Tareas:
- 1) Según el texto sobre la Inquisición, ¿qué emperador convocó el primer concilio de Nicea y en qué año se celebró?
- 2) Resume en forma de lista, con menos palabras, el párrafo del texto sobre la Inquisición que empieza con "Ahora empezamos a tener un contexto histórico adecuado". Conserva sus datos principales.
- 3) Continúa el texto sobre la Inquisición a partir de su última oración.

Texto citado:
# # # # # # #

El propósito de esta institución era pues la de marcar claramente la línea de la doctrina ortodoxa católica frente las herejías y evitar que los juicios contra los herejes fueran del todo arbitrarios. Como se puede ver en la película “El nombre de la rosa”, el fraile Guillermo de Baskerville incidía en que la Inquisición se había creado para orientar y hacer que los desviados volviesen al redil del catolicismo, no para castigar y destruir enemigos político-religiosos. Para entender esto, hay que señalar que el poder político se había fusionado con el poder religioso como si fuesen una misma cosa, nada nuevo en la historia, por otra parte. De hecho, esta unión de intereses entre cristianismo y autoridad política se remontaba al primer concilio de Nicea (en el 325), convocado oportunamente por el emperador Constantino. En efecto, el emperador tuvo un papel muy destacado en la sombra, al fomentar una religión cristiana unificada –la que en adelante sería católica– como religión imperial, impuesta a todos los súbditos. De este modo, la autoridad del soberano derivaba directamente de la autoridad divina y no estaba sujeta a crítica ni oposición, al haber una equiparación entre ambos conceptos[3].
Ahora empezamos a tener un contexto histórico adecuado. En realidad, la herejía era perseguida por el estado, ya que religión y política eran inseparables. En este sentido, apelar a Dios era suficiente para montar y justificar cualquier maniobra política, y también guerras y conquistas. De este modo, la herejía –que a menudo iba más allá de la crítica religiosa y se adentraba en la denuncia social, política y económica– era un crimen contra la autoridad estatal y debía ser perseguida y castigada con dureza. Esto provocó que mucha gente desafecta, levantisca, conflictiva o con ideas propias fuera a parar ante un noble o señor local que impartía un simulacro de justicia que solía acabar muy mal para el acusado. Y cabe suponer que muchas personas fueron acusadas de herejía por motivos espurios o interesados, y que los señores no estaban por labor de enzarzarse en discusiones teológicas –para las cuales no estaba preparados– sino más bien de dictar sentencias condenatorias hacia la gente presuntamente hostil para la comunidad (y el poder).

# # # # # # #

Material proporcionado:
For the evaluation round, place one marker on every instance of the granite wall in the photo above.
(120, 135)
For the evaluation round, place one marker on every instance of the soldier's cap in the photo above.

# # # # # # #

Respuestas esperadas:
- 1) Lo convocó el emperador Constantino, en el año 325.

- 2)
- El estado perseguía la herejía porque religión y política eran inseparables.
- Invocar a Dios bastaba para justificar cualquier maniobra política, además de guerras y conquistas.
- La herejía, que a menudo incluía denuncia social, política y económica, se consideraba un crimen contra la autoridad del estado y se castigaba con dureza.
- Por eso mucha gente desafecta, conflictiva o con ideas propias terminaba ante un noble o señor local que impartía un simulacro de justicia, casi siempre con mal final para el acusado.
- Es de suponer que muchas personas fueron acusadas por motivos espurios o interesados. Los señores, sin preparación teológica, preferían condenar a quien parecía hostil a la comunidad y al poder.

- 3)
Escarnio público de condenados por la Inquisición
Esta habría sido la causa que movió al Papa Lucio III a crear la Inquisición como instrumento de justicia, para distinguir a los verdaderos herejes de los que no lo eran y facilitar así sentencias apropiadas y justas al dogma católico. Así pues, la Inquisición debía disponer de jueces cualificados –sobre todo lo fueron los monjes dominicos– que debían proceder con arreglo a las pruebas presentadas. El objetivo en sí de esta práctica no era castigar sin más, sino corregir y mostrar el camino recto a las ovejas que se habían descarriado.
Aquí, la información desplegada en el informe nos muestra que, en efecto, se produjeron muchas condenas a diversas penas o penitencias, pero que la tortura para obtener confesiones fue esporádicamente aplicada y que las ejecuciones (penas de fin llevadas a cabo por el brazo secular), por lo menos en el caso español, rondaron apenas el 1% de los casos tratados, que se han cifrado en unos 125.000. Y, aparte, muchos acusados salieron del tribunal libres de culpa o con sus sentencias suspendidas. De aquí que podamos decir que la acción de la Inquisición salvó a muchos acusados de acabar linchados por las turbas o sentenciados por la autoridad secular.
Ahora bien, en los casos en que no había remedio (los herejes que no se retractaban), la Inquisición no se quedaba de brazos cruzados. Así, aunque no quemaba a nadie directamente, excomulgaba al reo y acto seguido lo entregaba a la autoridad secular para que ella procediera a aplicar la pena máxima. Lo que ocurrió es que según avanzaba la Edad Media, sobre todo a partir del siglo XIV, se consolidaron los poderes absolutos reales y el papado fue perdiendo autoridad y control sobre el Santo Oficio. De este modo, la Inquisición cayó en la órbita de las realezas de cada país y en cada reino se aplicó de forma distinta con más o menos dureza. En el caso de España, los documentos apuntan a que la Inquisición procedió con rigor pero con justicia y benevolencia.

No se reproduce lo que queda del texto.